§ **Extrait du document**:
^^^^^^^^^^^^^^^^
Camille Pissarro, précurseur de l’impressionnisme
Jeune paysanne au chapeau de paille
Courtesy National Gallery of Art, Washington / Service presse, musée Marmottant-Monet
Soixante tableaux et tempéras, parmi lesquels huit venus d’Europe et des États-Unis, jamais exposés en France retracent le parcours de cet artiste.
Camille Pissarro (1830-1903) naît aux Antilles danoises ; à 12 ans, ses parents l’envoient faire ses études à Paris où il reste cinq années, puis il revient à Saint-Thomas. Il travaille alors dans l’entreprise de son père, mais cette voie n’est pas la sienne : il désire peindre, et c’est contre l’avis de sa famille, qu’il part pour le Venezuela avec un ami. Il réalise là des études de personnages et de paysages. À son retour, plus d’un an plus tard, il peint notamment une œuvre tout en délicatesse, Deux femmes causant au bord de la mer, témoignage de son goût pour une lumière tamisée et une vision atmosphérique qui sera chère aux impressionnistes.
Paris l’attire et à 25 ans, il gagne la capitale où il entre à l’atelier d’Anton Melbye et fait la connaissance de Jean-Baptiste Camille Corot, qu’il admire et auquel il demande des conseils. Sa peinture est évidemment influencée par le maître. À l’Académie suisse, où il s’inscrit en 1857, il rencontre Claude Monet et Paul Cézanne qui deviendront ses amis et avec lesquels il travaillera.
Très tôt, il est attiré par la peinture en plein air ; Louveciennes puis Pontoise, où il habite successivement, lui fournissent ses motifs de prédilection : bords de l’Oise ou campagne, fondés sur le réalisme et les jeux de valeurs en une gamme de verts très nuancés. Il ne rompt pas vraiment avec la tradition dans ses œuvres parfaitement ordonnées. Son évolution se dessine dans les années 1865-1866, c’est le peintre des vergers et des jardins potagers, des prés, attiré par la solidité des paysages terriens dans lesquels il inclue toujours des paysans, souvent au travail. Il se reconnaît d’ailleurs un « tempérament rustique ».
^^^^^^^^^^^^^^^^
§ **Données fournies**:
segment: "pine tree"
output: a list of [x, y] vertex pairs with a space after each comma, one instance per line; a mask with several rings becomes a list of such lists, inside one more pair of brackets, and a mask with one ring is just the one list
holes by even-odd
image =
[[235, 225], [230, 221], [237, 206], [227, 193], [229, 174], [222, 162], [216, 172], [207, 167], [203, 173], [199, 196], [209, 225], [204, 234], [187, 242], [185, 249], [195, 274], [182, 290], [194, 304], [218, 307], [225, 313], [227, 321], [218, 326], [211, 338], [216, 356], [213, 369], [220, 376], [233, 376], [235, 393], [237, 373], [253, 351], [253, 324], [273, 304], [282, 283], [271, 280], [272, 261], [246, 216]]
^^^^^^^^^^^^^^^^
§ **Exercice 1**: D'après le texte sur Camille Pissarro, pourquoi le jeune homme part-il pour le Venezuela au lieu de rester dans l'entreprise de son père ? Répondez en une à trois phrases.
§ **Exercice 2**:
Répondez à ces questions sur le texte sur Camille Pissarro :
(a) À quel âge ses parents l'envoient-ils faire ses études à Paris ?
(b) En quelle année s'inscrit-il à l'Académie suisse ?
(c) Dans quelles localités habite-t-il successivement ?
§ **Exercice 3**: Poursuivez le texte sur Camille Pissarro à partir de sa dernière phrase.

§ **Réponse rédigée 1**: Le travail dans l'entreprise paternelle ne lui convient pas, car il désire peindre. Il part donc pour le Venezuela avec un ami, contre l'avis de sa famille.

§ **Réponse rédigée 2**:
(a) À 12 ans.
(b) En 1857.
(c) À Louveciennes, puis à Pontoise.

§ **Réponse rédigée 3**:
Camille Pissarro peint la campagne pour elle-même, en exprime la saveur ; il aime les tons assez sombres, où ombre et lumière sont contrastées. Par la suite, sa palette s’éclaircit, comme on le voit dans les vues de Louveciennes sous la neige, réalisées en une clarté bleue et blanche dans une matière nourrie. S’il ne participe pas vraiment au groupe impressionniste, il assiste parfois aux discussions animées du café Guerbois et il est présent à toutes les expositions de ces artistes. Au couteau, en petites touches, il peint les bords de Seine sans rechercher le pittoresque, mais la vérité. Puis il se rend à Londres en 1870 où il retrouve Claude Monet. Ensemble, ils s’enchantent de l’œuvre de William Turner qui confirme leur vision lumineuse.
De retour en France, il s’installe à Éragny-sur-Epte, chante dans ses toiles cette région riante : les arbres en fleurs, les prés verdoyants ; il exprime sa vérité : les paysans au travail, les petits commerçants ou de charmantes jeunes filles parmi les fleurs si bien intégrées à la nature. Puis il s’intéresse un temps à la division des tons, par exemple dans La Seine à Rouen, œuvre vaporeuse en douces tonalités, mais il abandonne assez vite cette facture. En quête de nouveaux motifs, il peint en Normandie l’activité des ports, plages, promeneurs, saisit les changements de lumière par beau temps ou sous les nuages.
Les vues de Paris vont occuper ses dix dernières années ; il saisit avec le même talent l’atmosphère urbaine dans la lumière, son art devient plus synthétique, il révèle sa liberté. La lumière se fait transparente sous la pluie ou dorée à l’automne.
« L’humble et colossal Pissarro », comme l’écrivait Paul Cézanne, a affirmé une belle sincérité dans son œuvre traduisant la poésie de lieux divers dans une sensation impressionniste et une forte densité picturale.